··· Gegebene Daten
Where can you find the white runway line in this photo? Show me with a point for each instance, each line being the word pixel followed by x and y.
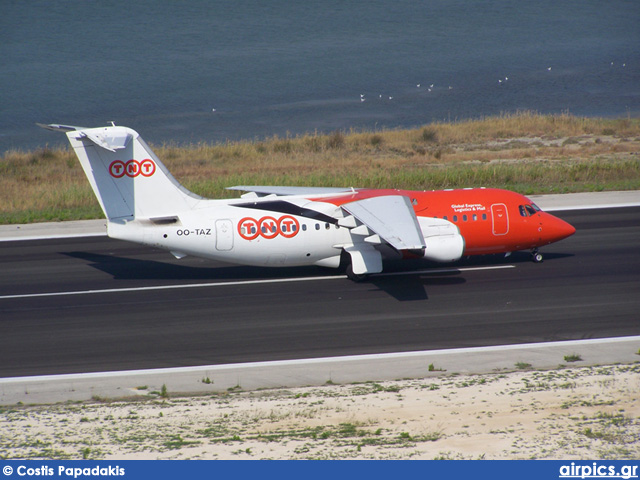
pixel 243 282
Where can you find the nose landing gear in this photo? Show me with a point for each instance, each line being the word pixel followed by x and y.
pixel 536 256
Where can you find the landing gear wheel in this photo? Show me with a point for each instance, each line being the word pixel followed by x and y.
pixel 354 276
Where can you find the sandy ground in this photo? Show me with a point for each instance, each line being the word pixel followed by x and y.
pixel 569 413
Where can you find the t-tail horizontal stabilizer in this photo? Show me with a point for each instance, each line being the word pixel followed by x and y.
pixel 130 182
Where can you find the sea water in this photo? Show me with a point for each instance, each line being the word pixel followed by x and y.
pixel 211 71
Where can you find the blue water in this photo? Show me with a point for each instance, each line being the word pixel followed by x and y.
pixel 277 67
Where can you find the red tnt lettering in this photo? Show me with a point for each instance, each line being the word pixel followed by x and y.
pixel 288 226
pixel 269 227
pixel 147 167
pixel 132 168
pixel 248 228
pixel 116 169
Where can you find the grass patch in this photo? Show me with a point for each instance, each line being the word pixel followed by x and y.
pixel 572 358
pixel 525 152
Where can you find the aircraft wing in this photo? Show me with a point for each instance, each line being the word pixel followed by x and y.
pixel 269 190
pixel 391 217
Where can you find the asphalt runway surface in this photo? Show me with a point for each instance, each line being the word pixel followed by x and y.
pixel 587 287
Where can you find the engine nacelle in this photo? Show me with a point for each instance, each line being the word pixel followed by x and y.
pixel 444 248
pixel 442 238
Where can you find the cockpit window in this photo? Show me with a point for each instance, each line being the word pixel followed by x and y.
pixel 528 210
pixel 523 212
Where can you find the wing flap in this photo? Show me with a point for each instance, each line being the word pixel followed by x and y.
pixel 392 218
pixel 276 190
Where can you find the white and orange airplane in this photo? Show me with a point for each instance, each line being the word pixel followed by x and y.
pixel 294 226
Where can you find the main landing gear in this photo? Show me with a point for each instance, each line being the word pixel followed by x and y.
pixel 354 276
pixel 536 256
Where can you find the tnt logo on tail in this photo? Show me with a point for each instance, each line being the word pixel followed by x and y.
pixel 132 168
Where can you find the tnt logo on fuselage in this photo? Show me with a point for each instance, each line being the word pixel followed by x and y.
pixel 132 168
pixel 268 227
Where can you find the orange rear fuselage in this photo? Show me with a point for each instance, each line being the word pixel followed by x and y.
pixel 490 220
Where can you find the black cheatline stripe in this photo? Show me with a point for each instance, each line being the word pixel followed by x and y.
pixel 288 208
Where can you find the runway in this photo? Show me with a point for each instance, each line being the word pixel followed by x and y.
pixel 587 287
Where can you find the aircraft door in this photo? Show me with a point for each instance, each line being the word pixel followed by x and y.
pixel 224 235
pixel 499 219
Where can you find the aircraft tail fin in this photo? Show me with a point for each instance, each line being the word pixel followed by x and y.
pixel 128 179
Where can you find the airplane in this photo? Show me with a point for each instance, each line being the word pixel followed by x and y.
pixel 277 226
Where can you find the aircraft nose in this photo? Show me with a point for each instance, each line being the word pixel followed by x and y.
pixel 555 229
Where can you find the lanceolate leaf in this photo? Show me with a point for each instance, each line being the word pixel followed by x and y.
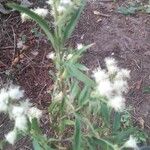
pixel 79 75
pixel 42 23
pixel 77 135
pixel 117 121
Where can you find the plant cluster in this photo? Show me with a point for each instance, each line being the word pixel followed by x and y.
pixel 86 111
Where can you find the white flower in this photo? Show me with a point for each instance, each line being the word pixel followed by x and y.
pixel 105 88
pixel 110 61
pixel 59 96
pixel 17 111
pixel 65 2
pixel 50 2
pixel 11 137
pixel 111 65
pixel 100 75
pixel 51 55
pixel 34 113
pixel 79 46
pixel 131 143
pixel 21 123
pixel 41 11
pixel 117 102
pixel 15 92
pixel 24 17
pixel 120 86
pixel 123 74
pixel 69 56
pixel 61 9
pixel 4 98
······
:: Was zu tun ist ::
Wandle alle Einträge oben in eine Markdown-Tabelle mit den Spalten „Nr.“ und „Zeile“ um, sodass jede Zeile eine fortlaufende Nummer bekommt und Leerzeilen wegfallen. Die Bilder lässt du in der Antwort weg.

:: Fertige Lösung ::
| Nr. | Zeile |
|---|---|
| 1 | Where can you find the white runway line in this photo? Show me with a point for each instance, each line being the word pixel followed by x and y. |
| 2 | pixel 243 282 |
| 3 | Where can you find the nose landing gear in this photo? Show me with a point for each instance, each line being the word pixel followed by x and y. |
| 4 | pixel 536 256 |
| 5 | Where can you find the landing gear wheel in this photo? Show me with a point for each instance, each line being the word pixel followed by x and y. |
| 6 | pixel 354 276 |
| 7 | Where can you find the sandy ground in this photo? Show me with a point for each instance, each line being the word pixel followed by x and y. |
| 8 | pixel 569 413 |
| 9 | Where can you find the t-tail horizontal stabilizer in this photo? Show me with a point for each instance, each line being the word pixel followed by x and y. |
| 10 | pixel 130 182 |
| 11 | Where can you find the sea water in this photo? Show me with a point for each instance, each line being the word pixel followed by x and y. |
| 12 | pixel 211 71 |
| 13 | Where can you find the blue water in this photo? Show me with a point for each instance, each line being the word pixel followed by x and y. |
| 14 | pixel 277 67 |
| 15 | Where can you find the red tnt lettering in this photo? Show me with a point for each instance, each line being the word pixel followed by x and y. |
| 16 | pixel 288 226 |
| 17 | pixel 269 227 |
| 18 | pixel 147 167 |
| 19 | pixel 132 168 |
| 20 | pixel 248 228 |
| 21 | pixel 116 169 |
| 22 | Where can you find the grass patch in this photo? Show me with a point for each instance, each line being the word pixel followed by x and y. |
| 23 | pixel 572 358 |
| 24 | pixel 525 152 |
| 25 | Where can you find the aircraft wing in this photo? Show me with a point for each instance, each line being the word pixel followed by x and y. |
| 26 | pixel 269 190 |
| 27 | pixel 391 217 |
| 28 | Where can you find the asphalt runway surface in this photo? Show me with a point for each instance, each line being the word pixel followed by x and y. |
| 29 | pixel 587 287 |
| 30 | Where can you find the engine nacelle in this photo? Show me with a point for each instance, each line being the word pixel followed by x and y. |
| 31 | pixel 444 248 |
| 32 | pixel 442 238 |
| 33 | Where can you find the cockpit window in this photo? Show me with a point for each instance, each line being the word pixel followed by x and y. |
| 34 | pixel 528 210 |
| 35 | pixel 523 212 |
| 36 | Where can you find the wing flap in this photo? Show me with a point for each instance, each line being the word pixel followed by x and y. |
| 37 | pixel 392 218 |
| 38 | pixel 276 190 |
| 39 | Where can you find the white and orange airplane in this photo? Show me with a point for each instance, each line being the word pixel followed by x and y. |
| 40 | pixel 294 226 |
| 41 | Where can you find the main landing gear in this photo? Show me with a point for each instance, each line being the word pixel followed by x and y. |
| 42 | pixel 354 276 |
| 43 | pixel 536 256 |
| 44 | Where can you find the tnt logo on tail in this photo? Show me with a point for each instance, each line being the word pixel followed by x and y. |
| 45 | pixel 132 168 |
| 46 | Where can you find the tnt logo on fuselage in this photo? Show me with a point for each instance, each line being the word pixel followed by x and y. |
| 47 | pixel 132 168 |
| 48 | pixel 268 227 |
| 49 | Where can you find the orange rear fuselage in this photo? Show me with a point for each instance, each line being the word pixel followed by x and y. |
| 50 | pixel 490 220 |
| 51 | Where can you find the black cheatline stripe in this photo? Show me with a point for each instance, each line being the word pixel followed by x and y. |
| 52 | pixel 288 208 |
| 53 | Where can you find the runway in this photo? Show me with a point for each instance, each line being the word pixel followed by x and y. |
| 54 | pixel 587 287 |
| 55 | Where can you find the aircraft door in this photo? Show me with a point for each instance, each line being the word pixel followed by x and y. |
| 56 | pixel 224 235 |
| 57 | pixel 499 219 |
| 58 | Where can you find the aircraft tail fin in this photo? Show me with a point for each instance, each line being the word pixel followed by x and y. |
| 59 | pixel 128 179 |
| 60 | Where can you find the airplane in this photo? Show me with a point for each instance, each line being the word pixel followed by x and y. |
| 61 | pixel 277 226 |
| 62 | Where can you find the aircraft nose in this photo? Show me with a point for each instance, each line being the word pixel followed by x and y. |
| 63 | pixel 555 229 |
| 64 | Where can you find the lanceolate leaf in this photo? Show me with a point for each instance, each line being the word pixel followed by x and y. |
| 65 | pixel 79 75 |
| 66 | pixel 42 23 |
| 67 | pixel 77 135 |
| 68 | pixel 117 121 |
| 69 | Where can you find the plant cluster in this photo? Show me with a point for each instance, each line being the word pixel followed by x and y. |
| 70 | pixel 86 111 |
| 71 | Where can you find the white flower in this photo? Show me with a point for each instance, each line being the word pixel followed by x and y. |
| 72 | pixel 105 88 |
| 73 | pixel 110 61 |
| 74 | pixel 59 96 |
| 75 | pixel 17 111 |
| 76 | pixel 65 2 |
| 77 | pixel 50 2 |
| 78 | pixel 11 137 |
| 79 | pixel 111 65 |
| 80 | pixel 100 75 |
| 81 | pixel 51 55 |
| 82 | pixel 34 113 |
| 83 | pixel 79 46 |
| 84 | pixel 131 143 |
| 85 | pixel 21 123 |
| 86 | pixel 41 11 |
| 87 | pixel 117 102 |
| 88 | pixel 15 92 |
| 89 | pixel 24 17 |
| 90 | pixel 120 86 |
| 91 | pixel 123 74 |
| 92 | pixel 69 56 |
| 93 | pixel 61 9 |
| 94 | pixel 4 98 |